-------- SOURCE TEXT --------

South Bethany’s maps aren’t leading to where it was expected.
At public urging, the town council hired an environmental consulting firm to manage the potential appeal of flood insurance rate maps (FIRMs). The Federal Emergency Management Agency (FEMA) gave the Town until Jan. 20 to appeal maps that would place oceanfront homes in a higher flood zone than expected.
But the Woods Hole Group’s (WHG) plan of applying FEMA’s own rules more evenly has backfired, as coastal geologist Leslie Fields explained at the Nov. 19 town council workshop.
“Despite the fact that we followed all the rules, and that FEMA had a few errors, we came up with pretty much the same mapping,” said Fields.
The results were similar to FEMA’s 2015 preliminary maps, although about 15 southern Ocean Drive houses would decrease from the VE-13 zone to VE-12.

-------- DATASET ROWS --------

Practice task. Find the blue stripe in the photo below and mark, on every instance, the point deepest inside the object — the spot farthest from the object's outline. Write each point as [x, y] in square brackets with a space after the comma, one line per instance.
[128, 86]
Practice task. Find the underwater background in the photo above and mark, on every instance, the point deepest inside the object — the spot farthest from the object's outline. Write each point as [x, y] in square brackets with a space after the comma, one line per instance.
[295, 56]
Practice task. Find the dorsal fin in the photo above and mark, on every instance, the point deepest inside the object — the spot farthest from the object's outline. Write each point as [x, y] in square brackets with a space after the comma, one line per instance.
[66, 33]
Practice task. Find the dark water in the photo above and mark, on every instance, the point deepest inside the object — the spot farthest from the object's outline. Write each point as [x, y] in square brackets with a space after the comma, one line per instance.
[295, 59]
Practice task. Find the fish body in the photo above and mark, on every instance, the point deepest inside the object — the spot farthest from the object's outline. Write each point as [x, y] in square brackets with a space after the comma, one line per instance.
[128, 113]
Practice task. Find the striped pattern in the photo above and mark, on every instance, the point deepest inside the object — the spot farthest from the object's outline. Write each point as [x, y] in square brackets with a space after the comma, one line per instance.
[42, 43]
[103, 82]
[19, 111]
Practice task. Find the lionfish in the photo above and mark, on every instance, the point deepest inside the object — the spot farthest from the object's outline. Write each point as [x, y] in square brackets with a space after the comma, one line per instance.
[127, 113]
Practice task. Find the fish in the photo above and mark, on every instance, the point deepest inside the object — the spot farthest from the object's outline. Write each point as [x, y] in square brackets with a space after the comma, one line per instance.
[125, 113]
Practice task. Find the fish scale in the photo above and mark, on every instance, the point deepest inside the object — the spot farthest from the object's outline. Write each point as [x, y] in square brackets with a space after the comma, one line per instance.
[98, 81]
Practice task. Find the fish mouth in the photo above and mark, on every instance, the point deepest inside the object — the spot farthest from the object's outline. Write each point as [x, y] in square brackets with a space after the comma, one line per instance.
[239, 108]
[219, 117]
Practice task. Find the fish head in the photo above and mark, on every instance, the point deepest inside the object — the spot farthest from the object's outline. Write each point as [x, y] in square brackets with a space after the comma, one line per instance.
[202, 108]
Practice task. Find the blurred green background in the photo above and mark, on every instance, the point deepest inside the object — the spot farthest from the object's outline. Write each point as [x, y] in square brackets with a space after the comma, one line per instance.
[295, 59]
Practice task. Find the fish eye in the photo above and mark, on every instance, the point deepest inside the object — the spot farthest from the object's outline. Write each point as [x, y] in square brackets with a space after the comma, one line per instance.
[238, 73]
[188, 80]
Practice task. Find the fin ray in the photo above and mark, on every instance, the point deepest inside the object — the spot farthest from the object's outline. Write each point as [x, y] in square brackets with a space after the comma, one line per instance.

--------

> [EXERCISES]:
[A] Repeat the flood map article between "South Bethany’s maps" and "zone to VE-12.", inclusive.
[B] Answer these questions using the flood map article:
(i) By what date did FEMA give the Town to appeal the maps?
(ii) At what event did Leslie Fields explain the results?
(iii) About how many southern Ocean Drive houses would drop from the VE-13 zone to VE-12?
The records aren't needed for any of this work.

> [EXERCISE ANSWERS]:
[A]
South Bethany’s maps aren’t leading to where it was expected.
At public urging, the town council hired an environmental consulting firm to manage the potential appeal of flood insurance rate maps (FIRMs). The Federal Emergency Management Agency (FEMA) gave the Town until Jan. 20 to appeal maps that would place oceanfront homes in a higher flood zone than expected.
But the Woods Hole Group’s (WHG) plan of applying FEMA’s own rules more evenly has backfired, as coastal geologist Leslie Fields explained at the Nov. 19 town council workshop.
“Despite the fact that we followed all the rules, and that FEMA had a few errors, we came up with pretty much the same mapping,” said Fields.
The results were similar to FEMA’s 2015 preliminary maps, although about 15 southern Ocean Drive houses would decrease from the VE-13 zone to VE-12.

[B]
(i) Jan. 20
(ii) The Nov. 19 town council workshop
(iii) About 15